**What to work on:** Reproduce the following items line for line, without altering anything.

(Coordinate annotation items)

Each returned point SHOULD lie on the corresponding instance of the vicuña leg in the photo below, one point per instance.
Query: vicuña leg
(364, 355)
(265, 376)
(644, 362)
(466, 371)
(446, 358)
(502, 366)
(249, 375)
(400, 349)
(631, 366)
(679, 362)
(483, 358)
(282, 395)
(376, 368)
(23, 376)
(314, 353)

**Output for this exercise:**
Each returned point SHOULD lie on the corresponding instance of the vicuña leg in the photo below, one point per instance.
Query: vicuña leg
(364, 355)
(265, 376)
(644, 362)
(466, 371)
(446, 358)
(502, 366)
(249, 375)
(400, 349)
(631, 366)
(679, 362)
(483, 358)
(282, 395)
(376, 368)
(23, 376)
(314, 353)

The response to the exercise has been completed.